WHAT TO PRODUCE
Reproduce each line of the entries that carries "instance".
##### ENTRIES SUPPLIED
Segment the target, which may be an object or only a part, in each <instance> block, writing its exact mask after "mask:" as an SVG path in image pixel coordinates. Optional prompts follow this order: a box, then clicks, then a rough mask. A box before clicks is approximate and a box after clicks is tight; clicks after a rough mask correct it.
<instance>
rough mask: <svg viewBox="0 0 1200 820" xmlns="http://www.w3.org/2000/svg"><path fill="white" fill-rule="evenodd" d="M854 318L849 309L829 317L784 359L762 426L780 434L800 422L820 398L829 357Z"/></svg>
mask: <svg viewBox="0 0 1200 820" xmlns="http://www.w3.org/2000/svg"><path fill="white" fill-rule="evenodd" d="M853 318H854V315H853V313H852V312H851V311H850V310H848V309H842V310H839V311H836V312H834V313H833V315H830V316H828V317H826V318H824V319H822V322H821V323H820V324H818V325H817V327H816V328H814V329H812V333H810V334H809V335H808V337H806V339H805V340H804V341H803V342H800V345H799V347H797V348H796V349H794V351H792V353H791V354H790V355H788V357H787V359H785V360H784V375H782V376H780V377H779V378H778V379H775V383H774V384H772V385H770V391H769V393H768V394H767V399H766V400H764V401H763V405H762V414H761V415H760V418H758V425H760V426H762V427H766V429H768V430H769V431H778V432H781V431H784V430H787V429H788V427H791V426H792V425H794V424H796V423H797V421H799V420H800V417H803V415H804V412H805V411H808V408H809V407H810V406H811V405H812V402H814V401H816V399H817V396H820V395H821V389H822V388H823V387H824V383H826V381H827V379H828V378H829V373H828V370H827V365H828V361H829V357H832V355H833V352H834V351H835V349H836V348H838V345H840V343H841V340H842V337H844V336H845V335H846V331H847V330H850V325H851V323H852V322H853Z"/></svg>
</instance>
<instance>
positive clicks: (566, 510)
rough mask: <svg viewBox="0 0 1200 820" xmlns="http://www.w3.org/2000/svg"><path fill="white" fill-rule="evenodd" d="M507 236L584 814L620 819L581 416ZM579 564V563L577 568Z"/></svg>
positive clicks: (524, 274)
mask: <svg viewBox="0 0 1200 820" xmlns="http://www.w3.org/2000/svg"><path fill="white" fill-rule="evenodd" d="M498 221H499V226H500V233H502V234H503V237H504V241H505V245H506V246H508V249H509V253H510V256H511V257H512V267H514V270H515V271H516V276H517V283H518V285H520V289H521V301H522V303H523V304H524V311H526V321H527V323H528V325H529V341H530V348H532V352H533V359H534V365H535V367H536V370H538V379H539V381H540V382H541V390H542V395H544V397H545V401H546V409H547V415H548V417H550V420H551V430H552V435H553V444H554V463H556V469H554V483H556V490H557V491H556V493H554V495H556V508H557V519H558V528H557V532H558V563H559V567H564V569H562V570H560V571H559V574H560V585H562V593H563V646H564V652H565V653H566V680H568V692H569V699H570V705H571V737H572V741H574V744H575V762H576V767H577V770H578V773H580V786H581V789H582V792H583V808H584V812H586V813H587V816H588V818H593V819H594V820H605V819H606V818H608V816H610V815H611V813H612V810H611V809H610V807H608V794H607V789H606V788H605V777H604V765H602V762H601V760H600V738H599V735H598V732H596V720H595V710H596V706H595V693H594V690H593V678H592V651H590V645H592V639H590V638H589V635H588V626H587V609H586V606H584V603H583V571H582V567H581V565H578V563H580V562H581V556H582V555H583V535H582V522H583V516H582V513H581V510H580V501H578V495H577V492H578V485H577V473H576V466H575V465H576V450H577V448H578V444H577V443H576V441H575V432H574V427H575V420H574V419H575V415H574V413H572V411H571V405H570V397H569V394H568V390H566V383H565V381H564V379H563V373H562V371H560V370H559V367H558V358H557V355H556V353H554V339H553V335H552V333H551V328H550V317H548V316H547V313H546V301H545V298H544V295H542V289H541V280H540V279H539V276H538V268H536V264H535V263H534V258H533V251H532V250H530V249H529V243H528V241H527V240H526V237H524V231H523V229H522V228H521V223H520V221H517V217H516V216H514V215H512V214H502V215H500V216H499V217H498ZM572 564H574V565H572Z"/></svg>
##########
SOLUTION FOR THIS TASK
Segment the target, which may be an object or only a part, in each <instance> block, writing its exact mask after "mask:" as an SVG path in image pixel coordinates. Optional prompts follow this order: a box, then clicks, then a rough mask. A box before clicks is approximate and a box after clicks is tight; clicks after a rough mask correct it.
<instance>
</instance>
<instance>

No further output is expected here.